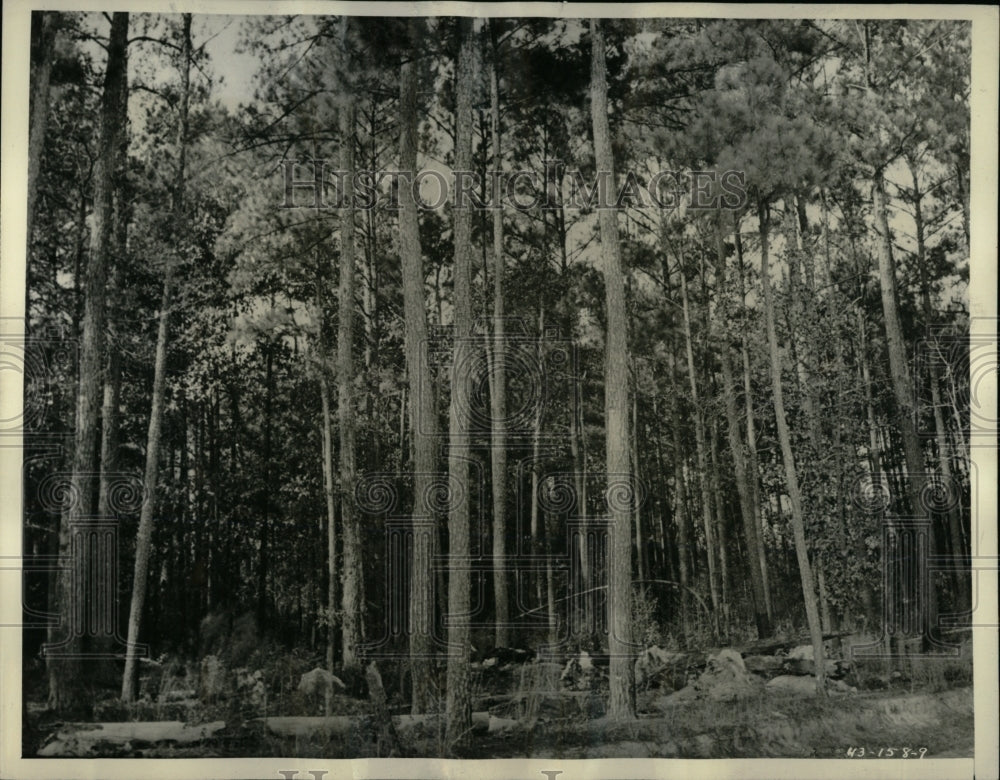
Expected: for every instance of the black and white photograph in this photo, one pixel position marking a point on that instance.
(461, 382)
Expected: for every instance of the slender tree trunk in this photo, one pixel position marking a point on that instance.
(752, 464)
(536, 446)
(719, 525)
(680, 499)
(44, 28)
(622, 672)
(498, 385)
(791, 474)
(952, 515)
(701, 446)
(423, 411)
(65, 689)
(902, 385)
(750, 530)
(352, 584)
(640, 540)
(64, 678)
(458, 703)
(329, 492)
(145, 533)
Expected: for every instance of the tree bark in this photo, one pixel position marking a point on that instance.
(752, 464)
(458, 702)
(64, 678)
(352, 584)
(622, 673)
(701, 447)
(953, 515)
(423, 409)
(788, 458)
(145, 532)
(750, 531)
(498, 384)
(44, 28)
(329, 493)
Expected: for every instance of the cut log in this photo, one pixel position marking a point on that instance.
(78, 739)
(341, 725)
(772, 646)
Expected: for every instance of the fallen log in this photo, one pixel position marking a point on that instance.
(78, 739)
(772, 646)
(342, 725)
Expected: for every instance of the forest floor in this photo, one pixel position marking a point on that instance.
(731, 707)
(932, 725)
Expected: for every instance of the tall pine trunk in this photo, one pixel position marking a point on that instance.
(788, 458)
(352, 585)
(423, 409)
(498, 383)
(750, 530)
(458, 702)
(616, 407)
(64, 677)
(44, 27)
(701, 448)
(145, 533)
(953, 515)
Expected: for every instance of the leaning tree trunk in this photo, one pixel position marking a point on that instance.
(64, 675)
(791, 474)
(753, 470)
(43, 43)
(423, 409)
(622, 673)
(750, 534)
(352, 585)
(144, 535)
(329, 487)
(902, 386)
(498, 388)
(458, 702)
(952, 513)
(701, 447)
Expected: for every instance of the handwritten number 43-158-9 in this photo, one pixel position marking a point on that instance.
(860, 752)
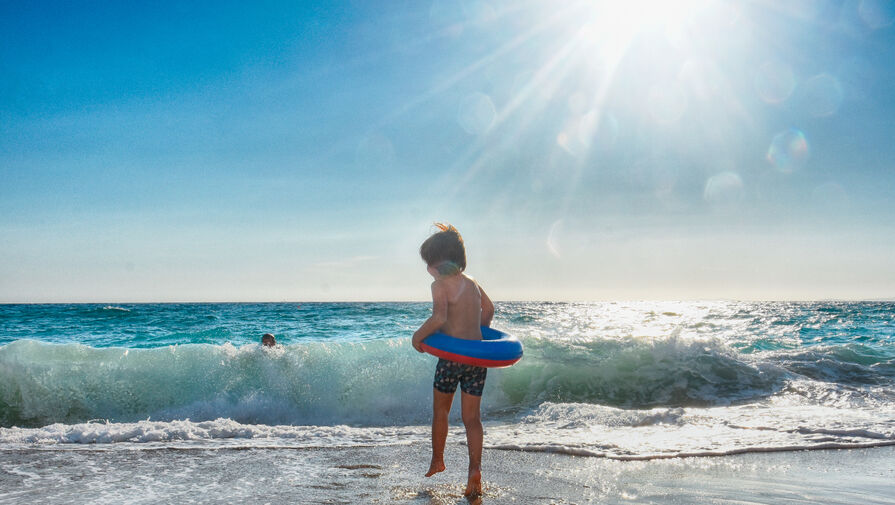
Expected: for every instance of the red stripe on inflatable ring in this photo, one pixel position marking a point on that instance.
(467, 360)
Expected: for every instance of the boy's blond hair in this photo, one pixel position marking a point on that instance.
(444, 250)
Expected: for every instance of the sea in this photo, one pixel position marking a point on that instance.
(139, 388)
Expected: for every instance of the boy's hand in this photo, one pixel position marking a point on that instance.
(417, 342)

----------------

## Work order
Leave out the pictures, and extract exactly the lines from the one with "Expected: for every instance of the fallen" through the end of the records, both ends included.

## Worked solution
Expected: for every instance of the fallen log in this photo, one pixel position marking a point on that instance.
(78, 739)
(772, 646)
(342, 725)
Expected: for every instance of the forest floor in this photo, one pixel position marking a point on that instance.
(731, 707)
(932, 725)
Expected: for every instance of the tall pine trunk in this photo, one pixel position marking a point on that instance.
(788, 458)
(352, 585)
(423, 409)
(498, 383)
(750, 530)
(458, 702)
(616, 407)
(64, 677)
(44, 27)
(701, 448)
(145, 533)
(953, 515)
Expected: for every instance of the leaning tree trunk in this photo, one pixel position marking a point on that instance.
(64, 675)
(791, 474)
(753, 470)
(43, 43)
(423, 409)
(622, 673)
(750, 534)
(352, 585)
(144, 535)
(329, 487)
(902, 386)
(498, 388)
(458, 702)
(952, 513)
(701, 447)
Expected: for every instance of the handwritten number 43-158-9 in this photo, one pixel position marking a point on that instance.
(860, 752)
Expected: for every instance of the red stripe on inflatable ring in this photo, one pixel position marking a point on that instance.
(467, 360)
Expected: for every instance of the boy's blond hair in this photo, one pixel position marking a point on that instance.
(444, 250)
Expected: for every instance of the sea in this photo, one pixel position marking a point on that instance.
(139, 388)
Expected: for every instance of the boy's hand in this photo, one pixel position marking a point on that instance.
(417, 342)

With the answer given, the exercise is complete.